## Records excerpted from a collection
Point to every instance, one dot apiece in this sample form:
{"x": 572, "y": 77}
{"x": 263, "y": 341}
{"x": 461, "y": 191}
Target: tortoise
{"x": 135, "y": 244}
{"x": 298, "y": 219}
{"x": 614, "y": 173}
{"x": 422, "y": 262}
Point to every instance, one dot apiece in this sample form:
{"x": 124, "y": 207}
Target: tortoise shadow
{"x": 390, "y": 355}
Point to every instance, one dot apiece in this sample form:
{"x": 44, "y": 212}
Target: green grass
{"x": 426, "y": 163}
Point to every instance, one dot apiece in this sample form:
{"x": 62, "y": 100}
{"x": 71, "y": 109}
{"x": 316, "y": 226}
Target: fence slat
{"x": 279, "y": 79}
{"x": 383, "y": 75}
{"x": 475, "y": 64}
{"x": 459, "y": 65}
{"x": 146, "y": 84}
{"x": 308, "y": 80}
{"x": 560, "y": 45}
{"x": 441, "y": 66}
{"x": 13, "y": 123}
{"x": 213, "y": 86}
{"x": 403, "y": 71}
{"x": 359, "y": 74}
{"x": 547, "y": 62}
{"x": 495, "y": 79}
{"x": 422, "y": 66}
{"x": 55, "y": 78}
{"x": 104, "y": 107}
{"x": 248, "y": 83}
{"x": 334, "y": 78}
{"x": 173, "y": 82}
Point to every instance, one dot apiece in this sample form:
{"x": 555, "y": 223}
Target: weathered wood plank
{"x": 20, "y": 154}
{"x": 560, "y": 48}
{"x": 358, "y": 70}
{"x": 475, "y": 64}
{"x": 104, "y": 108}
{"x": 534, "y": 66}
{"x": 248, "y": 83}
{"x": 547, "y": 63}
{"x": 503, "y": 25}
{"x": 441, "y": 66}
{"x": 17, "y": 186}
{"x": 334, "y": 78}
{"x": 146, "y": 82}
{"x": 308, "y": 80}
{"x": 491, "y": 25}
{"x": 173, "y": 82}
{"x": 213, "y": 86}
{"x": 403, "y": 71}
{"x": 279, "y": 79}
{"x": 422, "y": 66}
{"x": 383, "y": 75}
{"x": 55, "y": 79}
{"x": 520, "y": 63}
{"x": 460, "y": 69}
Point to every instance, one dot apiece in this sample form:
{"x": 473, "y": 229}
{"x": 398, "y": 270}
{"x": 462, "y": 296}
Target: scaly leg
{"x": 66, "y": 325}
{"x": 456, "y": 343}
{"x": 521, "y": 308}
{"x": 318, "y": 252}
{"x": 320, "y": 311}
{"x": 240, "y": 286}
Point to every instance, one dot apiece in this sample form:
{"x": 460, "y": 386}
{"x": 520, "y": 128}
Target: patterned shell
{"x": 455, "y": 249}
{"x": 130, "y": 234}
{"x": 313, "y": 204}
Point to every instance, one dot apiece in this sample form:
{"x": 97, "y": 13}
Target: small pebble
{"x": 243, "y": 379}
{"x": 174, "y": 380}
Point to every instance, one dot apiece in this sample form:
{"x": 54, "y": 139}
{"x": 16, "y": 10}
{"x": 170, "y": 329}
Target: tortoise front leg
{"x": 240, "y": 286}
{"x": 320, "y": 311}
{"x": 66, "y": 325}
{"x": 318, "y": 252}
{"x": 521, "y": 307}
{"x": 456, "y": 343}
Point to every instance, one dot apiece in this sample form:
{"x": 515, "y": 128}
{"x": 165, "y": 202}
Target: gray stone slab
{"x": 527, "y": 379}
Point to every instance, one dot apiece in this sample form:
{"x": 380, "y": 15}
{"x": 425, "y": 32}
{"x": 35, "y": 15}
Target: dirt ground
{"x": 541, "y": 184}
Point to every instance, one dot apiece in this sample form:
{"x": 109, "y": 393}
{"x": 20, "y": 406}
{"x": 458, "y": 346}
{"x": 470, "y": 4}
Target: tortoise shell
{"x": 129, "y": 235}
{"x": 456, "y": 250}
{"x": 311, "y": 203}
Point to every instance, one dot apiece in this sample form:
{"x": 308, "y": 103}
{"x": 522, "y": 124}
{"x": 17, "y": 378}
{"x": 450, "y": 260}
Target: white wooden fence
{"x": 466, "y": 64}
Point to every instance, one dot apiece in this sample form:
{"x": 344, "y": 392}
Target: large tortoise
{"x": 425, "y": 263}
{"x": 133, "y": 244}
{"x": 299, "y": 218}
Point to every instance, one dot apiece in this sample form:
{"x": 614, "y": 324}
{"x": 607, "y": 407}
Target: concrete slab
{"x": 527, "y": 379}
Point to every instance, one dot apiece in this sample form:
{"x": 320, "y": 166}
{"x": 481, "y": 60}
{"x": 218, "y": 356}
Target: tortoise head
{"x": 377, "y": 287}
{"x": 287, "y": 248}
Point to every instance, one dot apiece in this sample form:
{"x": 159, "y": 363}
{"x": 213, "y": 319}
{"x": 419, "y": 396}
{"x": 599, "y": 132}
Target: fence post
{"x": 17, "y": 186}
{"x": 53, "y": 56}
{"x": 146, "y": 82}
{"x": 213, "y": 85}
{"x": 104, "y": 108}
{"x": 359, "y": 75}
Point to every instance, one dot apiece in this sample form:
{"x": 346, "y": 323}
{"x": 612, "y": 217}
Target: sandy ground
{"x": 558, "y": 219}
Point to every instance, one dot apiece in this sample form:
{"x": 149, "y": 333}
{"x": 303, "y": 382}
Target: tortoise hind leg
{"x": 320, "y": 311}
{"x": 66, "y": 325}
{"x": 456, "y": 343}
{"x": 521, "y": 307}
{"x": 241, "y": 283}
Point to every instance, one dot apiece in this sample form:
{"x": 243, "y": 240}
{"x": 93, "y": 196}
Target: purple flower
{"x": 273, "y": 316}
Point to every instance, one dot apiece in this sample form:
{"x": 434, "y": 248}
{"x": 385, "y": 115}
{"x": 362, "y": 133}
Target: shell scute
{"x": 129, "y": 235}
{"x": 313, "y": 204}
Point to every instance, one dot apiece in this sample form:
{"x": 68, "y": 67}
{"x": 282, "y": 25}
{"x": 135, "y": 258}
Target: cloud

## TASK REQUIREMENTS
Return every line of the material exactly.

## THE ANSWER
Point to every instance, one dot apiece in this sample form:
{"x": 572, "y": 77}
{"x": 263, "y": 341}
{"x": 461, "y": 191}
Target: tortoise
{"x": 135, "y": 244}
{"x": 298, "y": 219}
{"x": 614, "y": 173}
{"x": 422, "y": 262}
Point to every instance, one dot apiece in this sample form:
{"x": 124, "y": 207}
Target: tortoise shadow
{"x": 390, "y": 355}
Point to every instance, one dot apiece in this sample form:
{"x": 44, "y": 212}
Target: green grass
{"x": 426, "y": 163}
Point to every instance, one dot apiece in this sample form:
{"x": 62, "y": 100}
{"x": 71, "y": 109}
{"x": 316, "y": 226}
Target: fence slat
{"x": 279, "y": 79}
{"x": 383, "y": 75}
{"x": 475, "y": 64}
{"x": 459, "y": 65}
{"x": 146, "y": 84}
{"x": 308, "y": 80}
{"x": 560, "y": 45}
{"x": 441, "y": 66}
{"x": 13, "y": 123}
{"x": 213, "y": 86}
{"x": 403, "y": 71}
{"x": 359, "y": 74}
{"x": 547, "y": 62}
{"x": 495, "y": 79}
{"x": 422, "y": 66}
{"x": 55, "y": 78}
{"x": 104, "y": 107}
{"x": 248, "y": 83}
{"x": 334, "y": 78}
{"x": 173, "y": 82}
Point to every instance, one dot apiece in this sample form:
{"x": 555, "y": 223}
Target: weathered wood plank
{"x": 20, "y": 154}
{"x": 560, "y": 48}
{"x": 358, "y": 70}
{"x": 475, "y": 64}
{"x": 104, "y": 108}
{"x": 534, "y": 66}
{"x": 248, "y": 83}
{"x": 547, "y": 63}
{"x": 503, "y": 25}
{"x": 441, "y": 66}
{"x": 17, "y": 186}
{"x": 334, "y": 78}
{"x": 146, "y": 82}
{"x": 308, "y": 80}
{"x": 491, "y": 25}
{"x": 173, "y": 82}
{"x": 213, "y": 86}
{"x": 403, "y": 71}
{"x": 279, "y": 79}
{"x": 422, "y": 66}
{"x": 383, "y": 75}
{"x": 55, "y": 79}
{"x": 520, "y": 63}
{"x": 460, "y": 69}
Point to every instance, one dot apiece in this sample form:
{"x": 473, "y": 229}
{"x": 398, "y": 270}
{"x": 462, "y": 296}
Target: scaly leg
{"x": 66, "y": 325}
{"x": 456, "y": 343}
{"x": 521, "y": 308}
{"x": 318, "y": 252}
{"x": 320, "y": 311}
{"x": 240, "y": 286}
Point to every instance, one dot apiece in this sample form:
{"x": 460, "y": 386}
{"x": 520, "y": 128}
Target: patterned shell
{"x": 455, "y": 249}
{"x": 130, "y": 234}
{"x": 313, "y": 204}
Point to every instance, one dot apiece in this sample form:
{"x": 97, "y": 13}
Target: small pebble
{"x": 243, "y": 379}
{"x": 174, "y": 380}
Point to every instance, one dot apiece in this sample form:
{"x": 54, "y": 139}
{"x": 16, "y": 10}
{"x": 170, "y": 329}
Target: tortoise front leg
{"x": 240, "y": 286}
{"x": 320, "y": 311}
{"x": 66, "y": 325}
{"x": 318, "y": 252}
{"x": 521, "y": 307}
{"x": 456, "y": 343}
Point to every instance, one dot apiece in this sample form:
{"x": 515, "y": 128}
{"x": 165, "y": 202}
Target: gray stone slab
{"x": 527, "y": 379}
Point to every instance, one dot apiece in this sample form:
{"x": 380, "y": 15}
{"x": 425, "y": 32}
{"x": 35, "y": 15}
Target: dirt ground
{"x": 541, "y": 184}
Point to every instance, one dot apiece in this sample form:
{"x": 109, "y": 393}
{"x": 20, "y": 406}
{"x": 458, "y": 346}
{"x": 470, "y": 4}
Target: tortoise shell
{"x": 129, "y": 235}
{"x": 456, "y": 250}
{"x": 311, "y": 203}
Point to every instance, one dot apiece in this sample form:
{"x": 308, "y": 103}
{"x": 522, "y": 124}
{"x": 17, "y": 378}
{"x": 450, "y": 260}
Target: white wooden fence
{"x": 466, "y": 64}
Point to every instance, one dot apiece in this sample form:
{"x": 344, "y": 392}
Target: large tortoise
{"x": 425, "y": 263}
{"x": 133, "y": 244}
{"x": 299, "y": 218}
Point to every instance, one dot apiece in this sample form:
{"x": 614, "y": 324}
{"x": 607, "y": 407}
Target: concrete slab
{"x": 527, "y": 379}
Point to every instance, one dot apiece in this sample form:
{"x": 320, "y": 166}
{"x": 481, "y": 60}
{"x": 218, "y": 356}
Target: tortoise head
{"x": 377, "y": 287}
{"x": 287, "y": 248}
Point to every instance, one dot apiece in this sample form:
{"x": 159, "y": 363}
{"x": 213, "y": 319}
{"x": 419, "y": 396}
{"x": 599, "y": 132}
Target: fence post
{"x": 17, "y": 186}
{"x": 53, "y": 56}
{"x": 146, "y": 82}
{"x": 213, "y": 85}
{"x": 104, "y": 108}
{"x": 359, "y": 75}
Point to every instance, one dot apiece in this sample form:
{"x": 346, "y": 323}
{"x": 612, "y": 217}
Target: sandy ground
{"x": 558, "y": 219}
Point to every instance, one dot apiece in this sample form:
{"x": 149, "y": 333}
{"x": 303, "y": 382}
Target: tortoise hind leg
{"x": 320, "y": 311}
{"x": 66, "y": 325}
{"x": 456, "y": 343}
{"x": 521, "y": 307}
{"x": 241, "y": 283}
Point to every instance, one dot apiece in this sample form:
{"x": 243, "y": 240}
{"x": 93, "y": 196}
Target: purple flower
{"x": 273, "y": 316}
Point to every instance, one dot apiece in this sample form:
{"x": 434, "y": 248}
{"x": 385, "y": 115}
{"x": 362, "y": 133}
Target: shell scute
{"x": 129, "y": 235}
{"x": 313, "y": 204}
Point to every instance, one dot apiece in this sample form:
{"x": 68, "y": 67}
{"x": 282, "y": 25}
{"x": 135, "y": 258}
Target: cloud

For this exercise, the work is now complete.